[Start Text]

Enhanced charge generation of the ZnO nanowires/PZT hetero-junction based nanogenerator

Abstract

We fabricated an alternative nanogenerator device with distinguished structure. Representative piezoelectric materials of ZnO nanowires and PZT thin films were tried to be combined to form a hetero-junction structure for fabrication of an alternative nanogenerator device to possibly obtain a synergy effect and then improved performance. The ZnO nanowires were grown by a hydrothermal synthesis technique and then PZT thin films were deposited on the surface of the ZnO nanowires by rf magnetron sputtering process. The PZT thin films were annealed to be crystallized with different conditions for post-deposition thermal treatment process. The hetero-junction structure was polarized by a Corona poling process to obtain a unidirectional orientation of dipole moments to enhance their piezoelectric property. Structure and morphology of the grown ZnO nanowires were investigated to achieve appropriate characteristics to achieve performance improvement for the resulting nanogenerator device. To confirm effect of the hetero-junction structure on improvement of power generation performance of the resulting nanogenerator device, current generating properties were comparatively investigated with those of nanogenerator device with only ZnO nanowires or PZT thin films as active piezoelectric component, respectively. The nanogenerator device with a hetero-junction structure of ZnO nanowires/PZT revealed distinctively improved average currents of 270 nm, which is quite higher than those of the nanogenerator devices with pristine ZnO nanowires, or with pristine PZT thin films, respectively. Possible factors contributed to improvement of the current generation properties were discussed for the presented nanogenerator device.

[End Text]
[Start Material provided]

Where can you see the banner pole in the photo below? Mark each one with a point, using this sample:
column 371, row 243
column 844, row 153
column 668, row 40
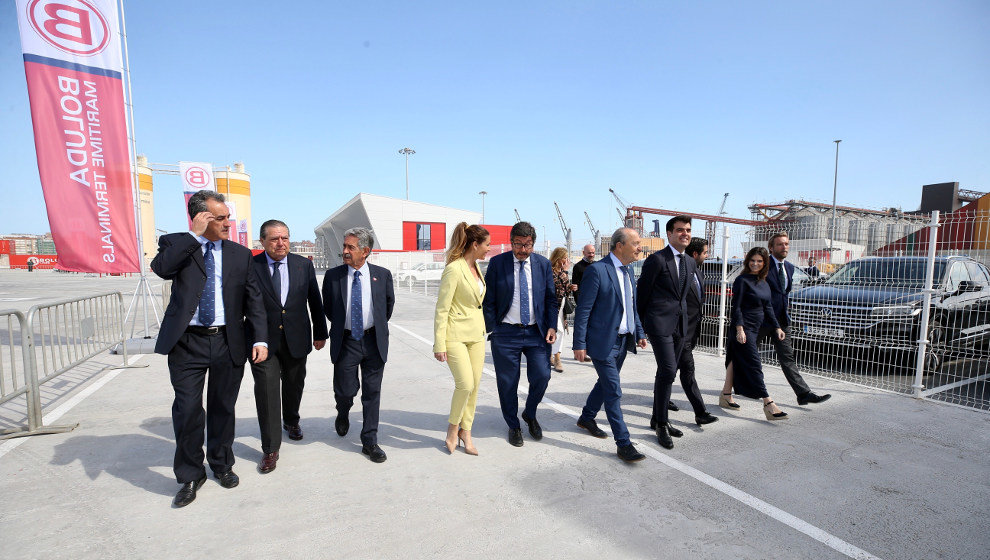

[End Material provided]

According to the nanogenerator abstract, what process was used to deposit the PZT thin films on the ZnO nanowires? The listing has no role in this exercise.

> _Written response_
The PZT thin films were deposited by an rf magnetron sputtering process.